- _EXCERPT_
It is only a matter of time before revenue streams from third-party payers is examined for the practice of psychiatry and linked to performance expectations by benchmarks, guidelines, and norms.

Regulations, current revenue streams, rising malpractice costs, emphasis on pay-for-performance, and dilution of physicians’ roles with administrative responsibilities have necessitated the development of time-consuming performance improvement programs in major hospitals. These programs address performance dimensions of credentialing, risk management, documentation, reduction in adverse events, improvement of care processes, and finally, education of physicians and funding research.[8,9]

In excellent hospital settings, continuous monitoring, repeated practice/root cause analyses, and examination of systems result in greater efficiency, effectiveness, timeliness, safety, and patient satisfaction, to name a few. Setting annual goals that apply to clinical service and quality as well as to hospital utilization management and performance goals is integral to this development.[10] Similarly, outpatient psychiatric practice in community mental health centers has been examined for practice improvement.[11,12] One goal applicable to patients with schizophrenia and major depression can be improving time to discontinuation of therapeutic agents. Published research serves as a benchmark in this area.[13]

RECOMMENDATIONS

How does a psychiatric care system proceed at this point? Some areas for consideration of psychiatric practice improvement (but not an exhaustive list) are as follows:

1. Assessments in the emergency department

• Complete medical assessment and medicating the patient
• Involvement of senior/attending MDs
• Containment of violence, risk of harm
• Family or significant other involvement
• Avoiding wrongful discharge or suicide
• Assessing/tracking communication needs to receiving units of service

2. Inpatient assessments

• Proper handover/handoff procedures
• Assessment of violence risk, seclusion/restraint need
• Evaluating hypersexuality, acting out, and other aggressive behaviors
• Routine substance abuse and medical assessments
• Medication errors
• Adverse reactions, adverse events
• Daily assessment of suicide risk
• Rapid discharges resulting in adverse outcomes

3. Evaluation in step-down systems (day hospital, after-care programs, substance abuse programs)

Stored data entries
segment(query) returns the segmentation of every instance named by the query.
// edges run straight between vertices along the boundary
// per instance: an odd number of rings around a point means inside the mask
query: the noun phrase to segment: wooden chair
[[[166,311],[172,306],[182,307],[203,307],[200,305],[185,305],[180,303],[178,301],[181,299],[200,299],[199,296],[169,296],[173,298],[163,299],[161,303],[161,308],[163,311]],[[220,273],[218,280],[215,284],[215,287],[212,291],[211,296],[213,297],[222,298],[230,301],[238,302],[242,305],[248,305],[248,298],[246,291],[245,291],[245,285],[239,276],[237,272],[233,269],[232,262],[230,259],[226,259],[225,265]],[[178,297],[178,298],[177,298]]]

- _WHAT TO WORK ON_
Please write what comes next in the excerpt on psychiatric practice improvement, starting right after its last line. These rows are separate material and are not part of the excerpt on psychiatric practice improvement.

- _ANSWER TO THE PROBLEM_
• Daily risk assessment of self harm or harm to others, particularly soon after discharge
• Assessing educational needs of the patient and caregivers
• Risk of relapse/assessment of adherence/appropriate interventions
• Care of the cognitively impaired patient, those with comorbidity
• Competency assessments
• Cost comparisons of interventions that are of equal outcome but different costs.

Beginning with the assessment of competency of all staff to render psychiatric care well, setting up an interdisciplinary framework of leadership to choose goals and a structure to gather data are crucial. This is discussed more in detail elsewhere.14
With careful, stepwise progression, data gathering systems can be set up incrementally to measure against oneself, if not against national benchmarks. The Plan-Do-Study-Act cycle described by Berwick15 may serve systems just as well as clinical trials in which carefully selected patient groups are studied. Managing internal systems in a collaborative manner, overcoming obstacles for deployment of ideas, and safe practices are described well by Batalden.16

A framework for psychiatric care assessment is as follows:
• Choose a few indicators by consensus
• Involve all disciplines, educate, and train staff on methods and processes
• Determine data collection—by whom, when and for how long, and on which patients
• Decide on broadly accepted evidence-based criteria
• Decide which are practitioner components and which are system components
• Collect data systematically, by objective means, representative of general practice in the area
• Include patients and/or families in care evaluations
• Examine results and trends, refine data collection, and provide feedback.

Psychiatry as a discipline lags behind other medical subspecialties in quality assessments because of the absence of procedures. Nevertheless, many interventions can be made with promising results to improve care delivery for our patients, reducing adverse outcomes.